*** Excerpt provided

To determine the amount of water ice in the Dewar vessel we used Archimedes’ principle. We measured the weight of a certain volume of pure liquid nitrogen and the weight of the same volume of liquid nitrogen with suspended water ice. The weight difference between both measurements and the known density of liquid nitrogen and water ice allowed us to calculate the mass of water ice in the Dewar vessel. The amount of the used dust was directly measured with a scale.

The usage of liquid nitrogen as a coolant also simulated the required temperature conditions of a comet (Kührt 1984) and prevented sintering of the ice particles (Kuroiwa 1961; Thomas et al. 1994; Gundlach et al. 2018b) in the samples and the experimental setup. Otherwise, sintered ice particles would result in unrealistically high values for the tensile strength.

******
*** Source excerpt

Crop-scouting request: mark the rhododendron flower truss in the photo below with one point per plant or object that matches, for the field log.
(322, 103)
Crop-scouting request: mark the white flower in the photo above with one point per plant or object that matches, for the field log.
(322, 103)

******

--- Exercise instructions ---
In the excerpt on measuring water ice in liquid nitrogen, how was the amount of dust determined? For what follows, please rely only on the text and leave the data aside.

--- Result of this exercise ---
It was measured directly with a scale.